Copy the lines below word for word, with nothing changed.

⟨

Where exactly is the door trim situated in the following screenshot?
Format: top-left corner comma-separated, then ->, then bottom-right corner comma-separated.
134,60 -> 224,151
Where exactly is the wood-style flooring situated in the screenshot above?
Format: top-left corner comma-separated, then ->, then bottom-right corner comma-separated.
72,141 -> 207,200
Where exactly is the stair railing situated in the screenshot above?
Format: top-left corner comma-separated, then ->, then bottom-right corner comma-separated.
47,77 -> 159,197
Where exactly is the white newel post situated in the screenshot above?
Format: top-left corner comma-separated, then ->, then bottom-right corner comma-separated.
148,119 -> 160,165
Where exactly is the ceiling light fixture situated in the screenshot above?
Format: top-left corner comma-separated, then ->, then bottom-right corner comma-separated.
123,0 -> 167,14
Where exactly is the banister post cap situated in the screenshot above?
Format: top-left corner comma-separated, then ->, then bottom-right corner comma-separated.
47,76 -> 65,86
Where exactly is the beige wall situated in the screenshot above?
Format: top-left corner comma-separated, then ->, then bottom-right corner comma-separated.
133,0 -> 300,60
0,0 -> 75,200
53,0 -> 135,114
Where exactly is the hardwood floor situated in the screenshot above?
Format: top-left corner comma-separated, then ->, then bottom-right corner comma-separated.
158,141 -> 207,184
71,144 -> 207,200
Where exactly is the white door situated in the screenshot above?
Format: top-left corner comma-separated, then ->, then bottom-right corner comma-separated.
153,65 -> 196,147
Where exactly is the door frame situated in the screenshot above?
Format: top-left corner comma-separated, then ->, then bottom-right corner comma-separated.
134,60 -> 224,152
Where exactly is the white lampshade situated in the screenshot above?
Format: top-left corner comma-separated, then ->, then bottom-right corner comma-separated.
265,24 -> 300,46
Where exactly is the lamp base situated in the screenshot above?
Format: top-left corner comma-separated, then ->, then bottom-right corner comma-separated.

⟩

■ REPLY TO THE TASK
Where exactly is the door trim situated in the following screenshot?
Format: top-left corner comma-separated, then ->, then bottom-right corner comma-separated.
134,60 -> 224,151
Where exactly is the wood-style flooring situated in the screenshot above?
Format: top-left corner comma-separated, then ->, then bottom-right corner comma-separated.
72,141 -> 207,200
Where exactly is the stair railing situated in the screenshot above?
Format: top-left corner comma-separated, then ->, then bottom-right corner comma-separated.
47,77 -> 159,197
Where exactly is the white newel post situated in the screenshot above?
Format: top-left corner comma-separated, then ->, then bottom-right corner comma-separated.
148,119 -> 160,165
Where exactly is the ceiling light fixture situated in the screenshot above?
Format: top-left corner comma-separated, then ->, then bottom-right corner comma-separated.
123,0 -> 167,14
Where exactly is the banister post cap situated in the screenshot above?
Format: top-left corner comma-separated, then ->, then bottom-right corner comma-separated.
47,76 -> 65,86
Where exactly is the beige wall situated in the screenshot above?
Format: top-left corner comma-separated, then ->, then bottom-right corner comma-separated.
133,0 -> 300,60
0,0 -> 75,200
53,0 -> 135,114
Where exactly is the hardwood floor situated in the screenshot above?
Format: top-left corner comma-separated, then ->, then bottom-right corner comma-separated.
158,141 -> 207,184
71,144 -> 207,200
Where exactly is the white door situated in the screenshot above?
Format: top-left corner comma-separated, then ->, then bottom-right corner comma-separated.
153,65 -> 196,147
Where exactly is the door frame situated in the screenshot above?
Format: top-left corner comma-separated, then ->, then bottom-right corner comma-separated.
134,60 -> 224,152
Where exactly is the white lampshade situated in the screenshot above?
Format: top-left corner comma-separated, then ->, then bottom-right corner comma-separated.
265,24 -> 300,46
Where exactly is the lamp base situated in the screenshot above?
Format: top-left corner comma-separated, then ->, then bottom-right corner comma-separated.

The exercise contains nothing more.